**Texte du document**
Comme à la MeiZhou

Et c’est parti pour notre dernier voyage en assis-dur !
6 heures durant.DSCF0758On se dit que si notre séant s’est habitué à ces conditions de voyage en train relativement peu confortables (« relatives » car bien meilleures qu’en Inde ou Birmanie pour le coup), on s’est aussi fait à ces interminables voyages, regardant le paysage, les passagers nous regardant, les aller-retour des contrôleurs et des vendeurs ambulants de chinoiseries.
Car les trains lents ont également l’intérêt de proposer une activité distrayante : la vente de kit de couture, de coupe-ongles ou de rasoirs électriques-étanches-qui-fait-lampe-torche.
Parce que oui, dans le train, pendant une vingtaine de minutes et à plusieurs reprises, les contrôleurs se transforment en vendeurs de Télé-Matin.

**Données extraites**
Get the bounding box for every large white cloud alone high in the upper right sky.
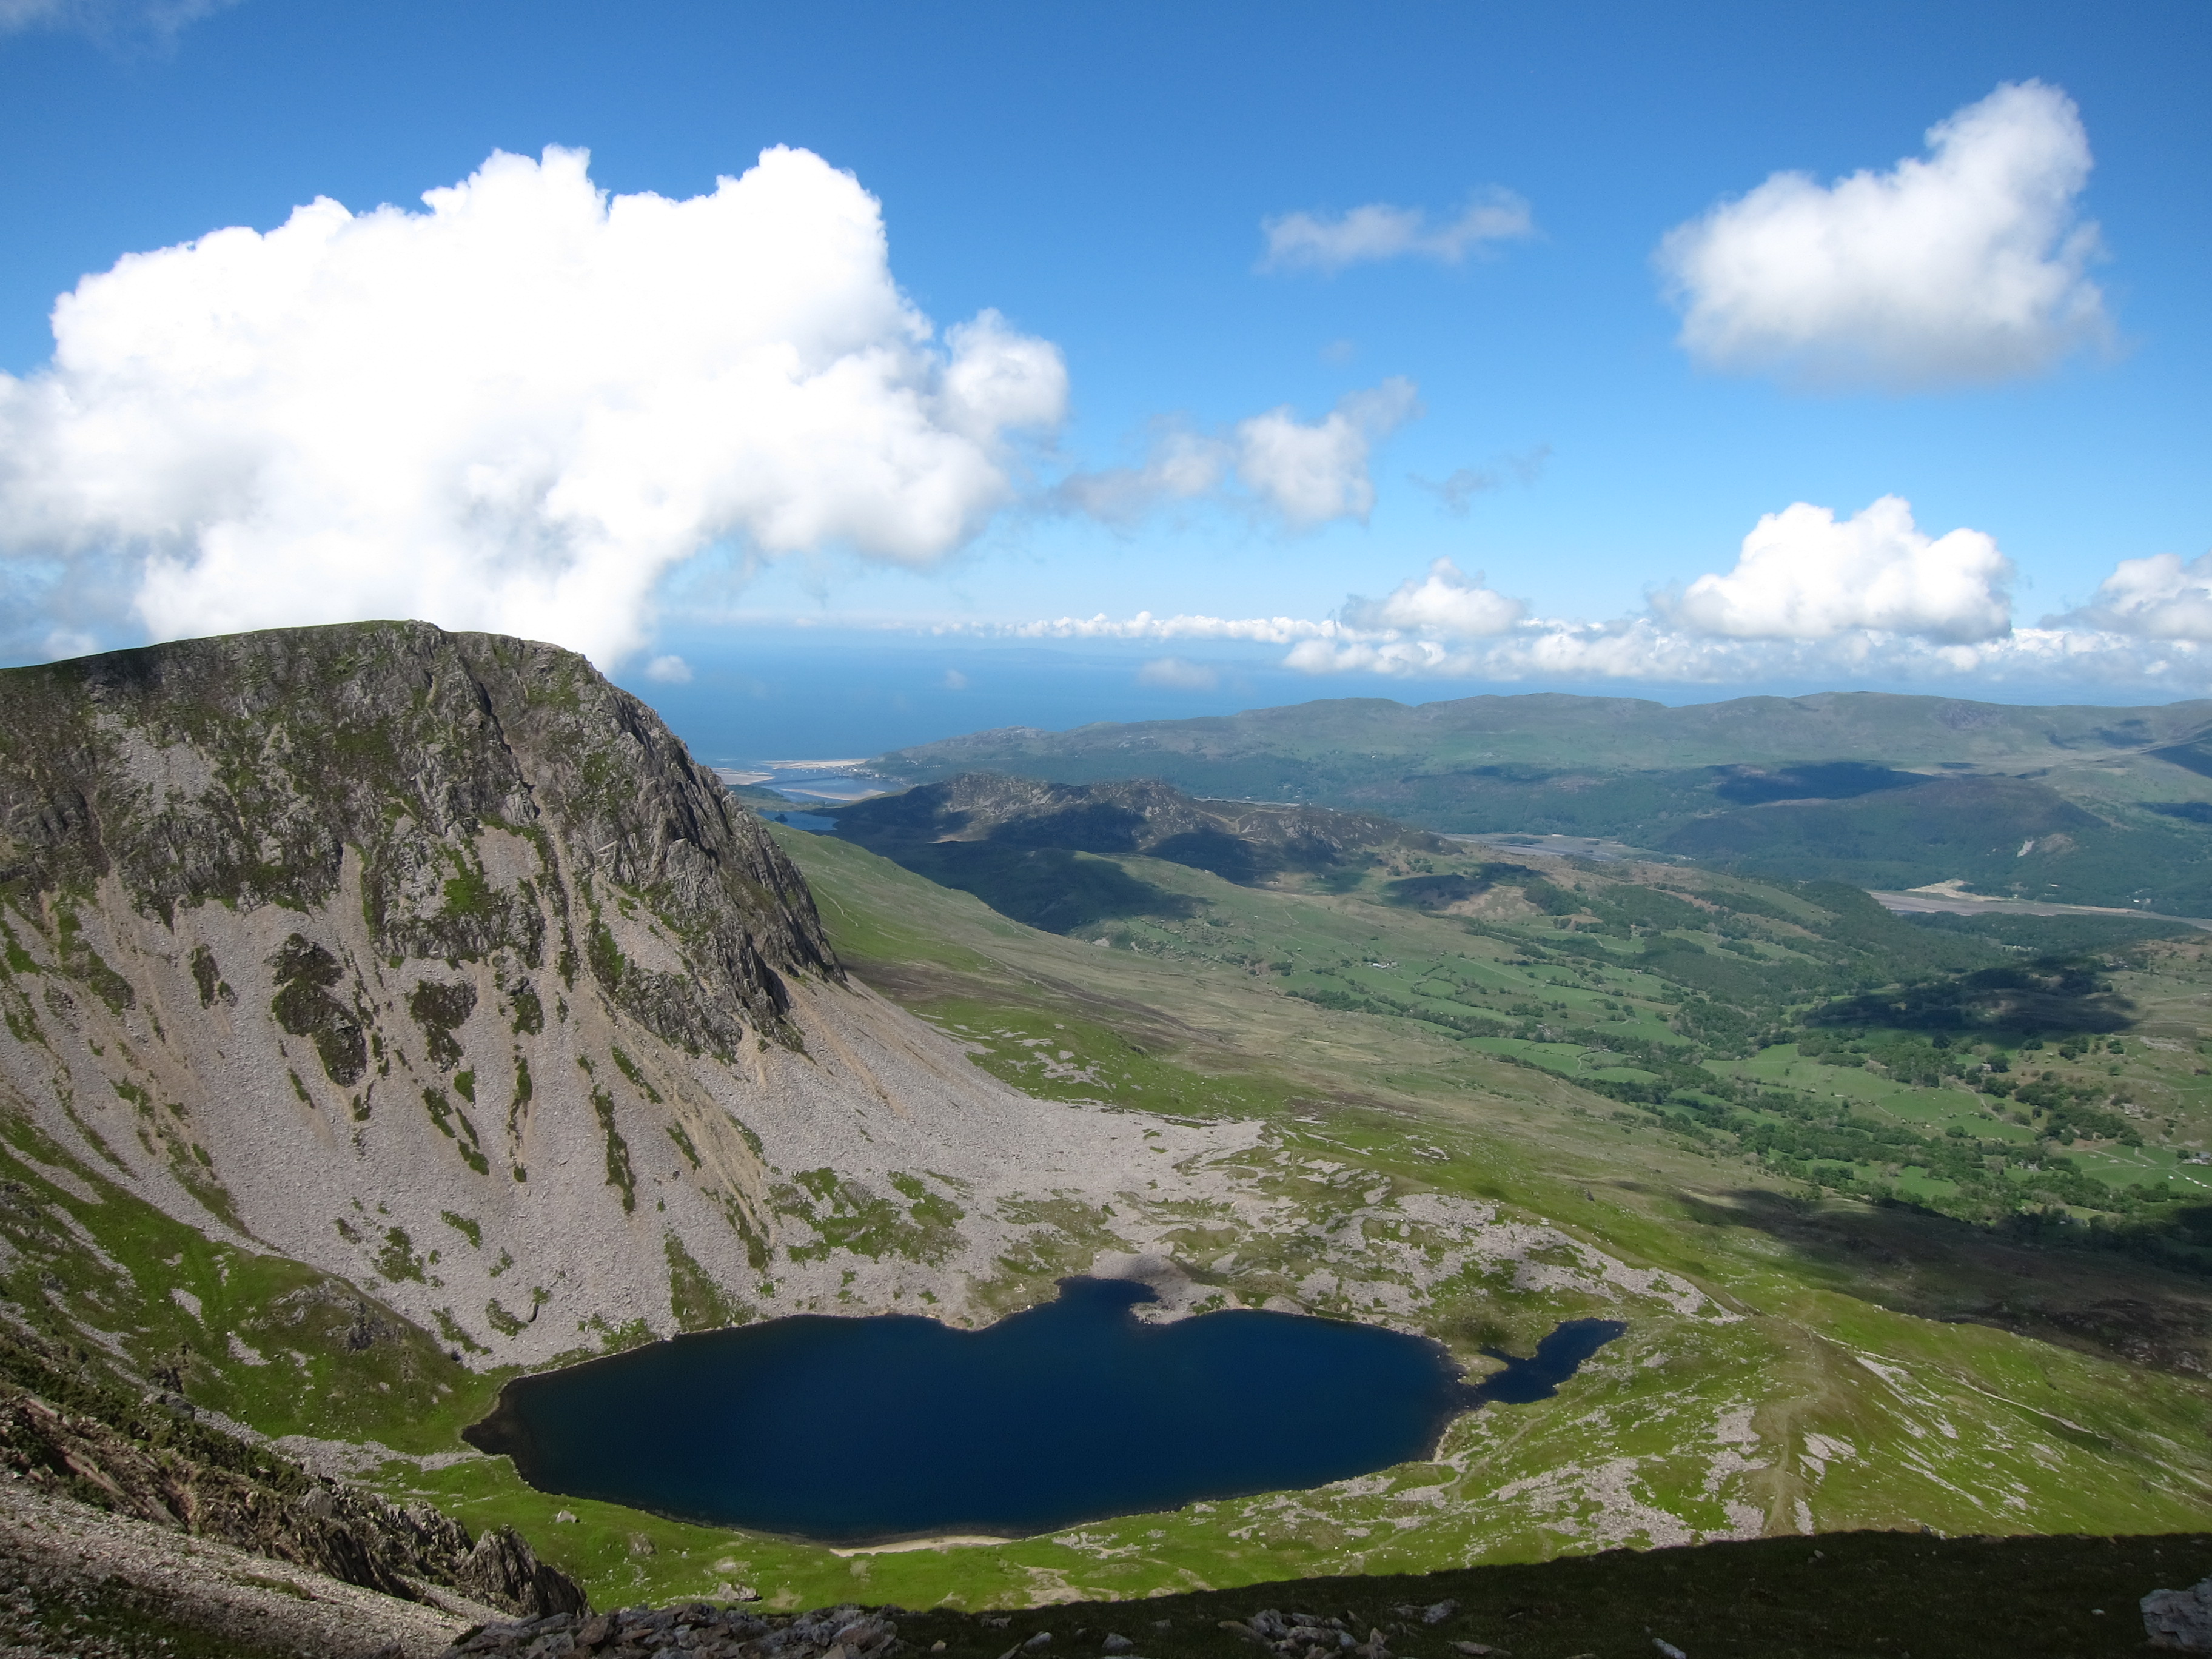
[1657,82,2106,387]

...

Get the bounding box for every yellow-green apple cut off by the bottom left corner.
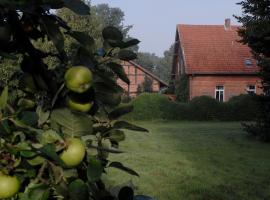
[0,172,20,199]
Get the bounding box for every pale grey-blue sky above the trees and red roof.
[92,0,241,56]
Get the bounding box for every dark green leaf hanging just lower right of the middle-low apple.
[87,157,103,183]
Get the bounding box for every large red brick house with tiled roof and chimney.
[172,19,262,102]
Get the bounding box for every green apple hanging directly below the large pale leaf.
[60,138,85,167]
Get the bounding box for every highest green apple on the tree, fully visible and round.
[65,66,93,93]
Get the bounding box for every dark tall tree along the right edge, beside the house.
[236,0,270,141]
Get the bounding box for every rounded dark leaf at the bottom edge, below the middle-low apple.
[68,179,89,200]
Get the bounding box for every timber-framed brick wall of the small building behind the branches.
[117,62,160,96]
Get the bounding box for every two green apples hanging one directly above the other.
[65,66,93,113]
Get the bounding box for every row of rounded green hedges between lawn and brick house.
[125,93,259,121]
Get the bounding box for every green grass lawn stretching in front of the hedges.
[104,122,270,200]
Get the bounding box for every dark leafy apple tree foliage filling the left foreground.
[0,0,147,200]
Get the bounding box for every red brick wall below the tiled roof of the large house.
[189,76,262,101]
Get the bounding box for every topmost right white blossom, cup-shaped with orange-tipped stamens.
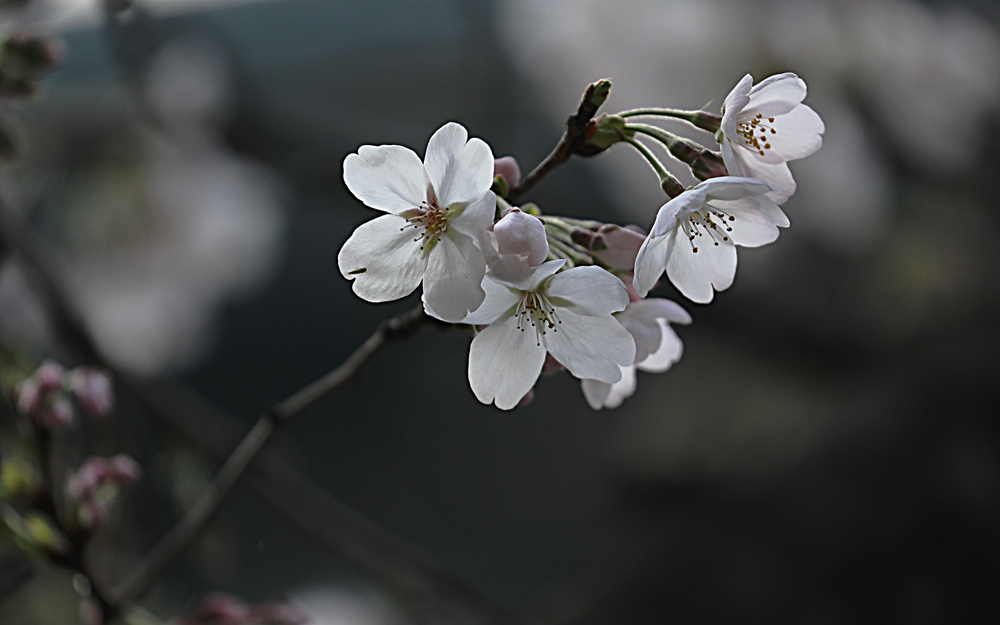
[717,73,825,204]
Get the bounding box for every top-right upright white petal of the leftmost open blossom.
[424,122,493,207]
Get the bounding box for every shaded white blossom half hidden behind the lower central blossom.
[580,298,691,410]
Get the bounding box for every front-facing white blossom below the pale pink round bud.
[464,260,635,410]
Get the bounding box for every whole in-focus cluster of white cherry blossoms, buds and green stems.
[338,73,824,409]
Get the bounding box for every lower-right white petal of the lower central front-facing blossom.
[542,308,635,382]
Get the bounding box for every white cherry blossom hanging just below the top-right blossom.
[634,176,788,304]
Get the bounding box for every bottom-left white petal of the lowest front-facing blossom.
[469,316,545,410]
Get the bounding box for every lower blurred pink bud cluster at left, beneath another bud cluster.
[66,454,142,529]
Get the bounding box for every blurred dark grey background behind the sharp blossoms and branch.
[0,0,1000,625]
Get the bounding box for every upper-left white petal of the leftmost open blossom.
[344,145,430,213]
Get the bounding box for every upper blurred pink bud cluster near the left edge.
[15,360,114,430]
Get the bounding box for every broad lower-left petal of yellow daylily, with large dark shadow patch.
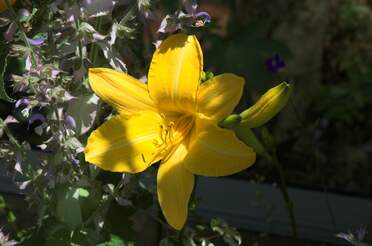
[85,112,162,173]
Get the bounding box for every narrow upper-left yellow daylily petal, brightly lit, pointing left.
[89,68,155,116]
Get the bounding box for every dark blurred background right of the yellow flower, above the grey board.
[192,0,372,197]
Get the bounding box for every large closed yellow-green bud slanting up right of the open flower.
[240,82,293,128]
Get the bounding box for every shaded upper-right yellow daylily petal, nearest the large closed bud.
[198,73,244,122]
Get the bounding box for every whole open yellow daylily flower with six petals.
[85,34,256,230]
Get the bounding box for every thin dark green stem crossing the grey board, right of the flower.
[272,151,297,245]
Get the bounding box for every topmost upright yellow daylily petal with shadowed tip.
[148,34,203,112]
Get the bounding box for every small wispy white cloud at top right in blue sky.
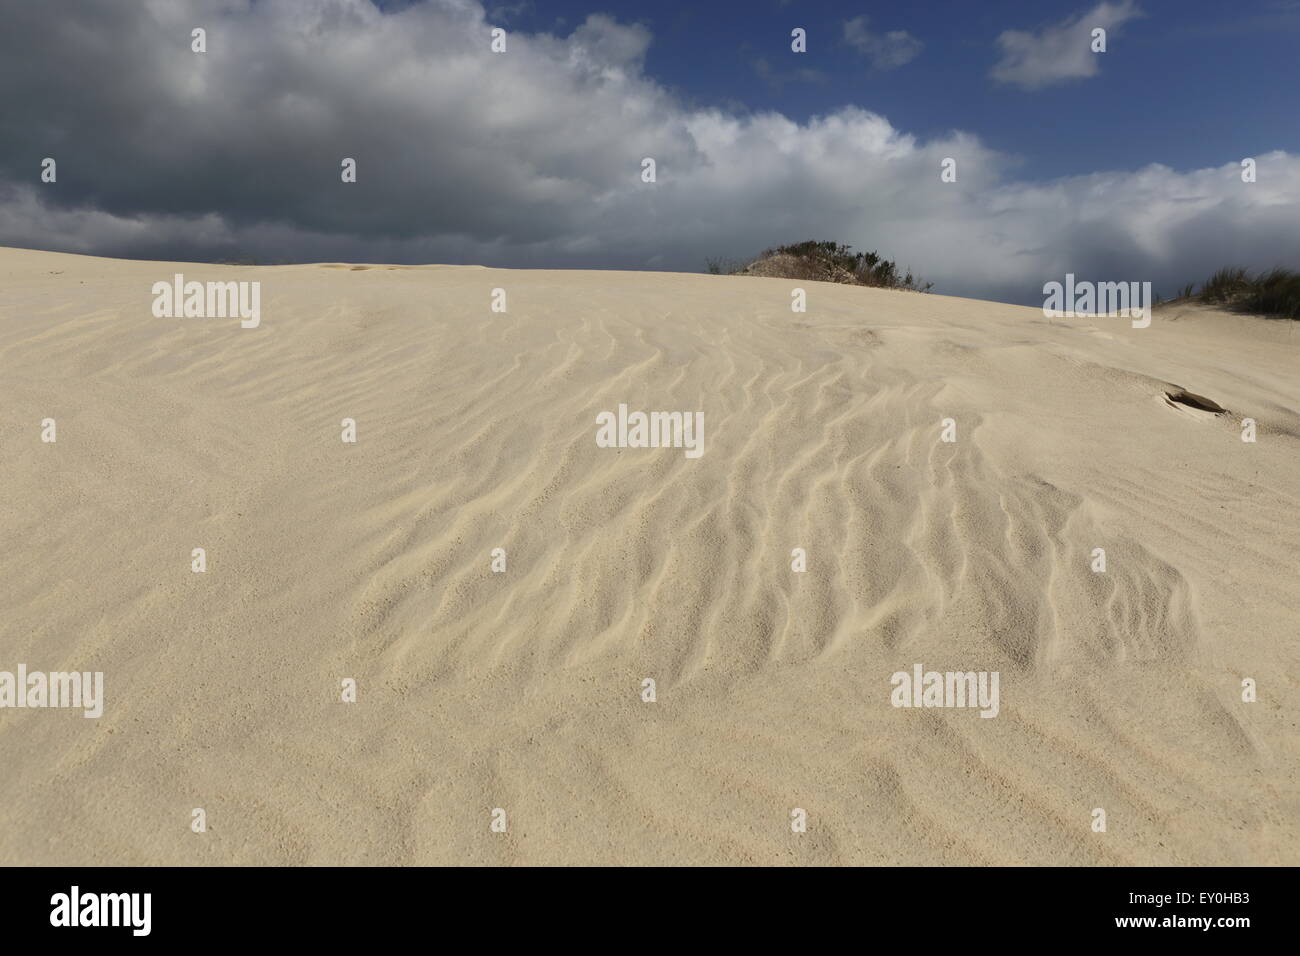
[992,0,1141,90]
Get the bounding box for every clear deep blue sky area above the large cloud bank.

---

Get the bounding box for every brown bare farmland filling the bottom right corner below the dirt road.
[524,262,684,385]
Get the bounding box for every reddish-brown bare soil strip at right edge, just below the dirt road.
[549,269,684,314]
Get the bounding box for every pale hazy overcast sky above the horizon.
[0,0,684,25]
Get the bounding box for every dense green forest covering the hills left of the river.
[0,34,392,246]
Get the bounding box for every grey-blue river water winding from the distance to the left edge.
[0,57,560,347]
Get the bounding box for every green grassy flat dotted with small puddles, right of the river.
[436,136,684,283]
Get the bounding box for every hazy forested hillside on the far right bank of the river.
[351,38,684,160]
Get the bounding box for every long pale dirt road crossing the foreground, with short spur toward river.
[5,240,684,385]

**Consignes**
1: Pour chacune des affirmations suivantes, indiquez si le récit du voyage en train la confirme, en répondant par oui ou par non et en citant exactement les mots décisifs du récit.
(a) Le voyage raconté est le dernier effectué en assis-dur.
(b) Les contrôleurs vendent des articles pendant plus d'une heure d'affilée.
(c) Les trains lents n'offrent aucune distraction aux voyageurs.
2: Reprenez le récit du voyage en train à la suite de sa dernière phrase.

**Résultats**
1:
(a) Oui : « Et c’est parti pour notre dernier voyage en assis-dur ! »
(b) Non : « pendant une vingtaine de minutes et à plusieurs reprises »
(c) Non : « les trains lents ont également l’intérêt de proposer une activité distrayante »

2:
Blagues et longs discours, tout le monde est amusé et écoute les informations qualitatives de tel ou tel produit, avant de repartir avec son lot de 15 brosses à dents.

Nous arrivons ainsi tranquillement, en fin d’après-midi, dans la charmante ville de ChaoZhou (ville jumelée avec… le XIIIème arrondissement de Paris pour l’anecdote !).
Nous trouvons logis dans un hôtel bui-bui comme on les aime… juste pour une nuit (tongs impératives aux pieds sur la moquette antédiluvienne), avant d’avoir demandé 5 fois au préalable, si les loawai peuvent rester ici, ce que le patron nous confirme 5 fois. Parfait.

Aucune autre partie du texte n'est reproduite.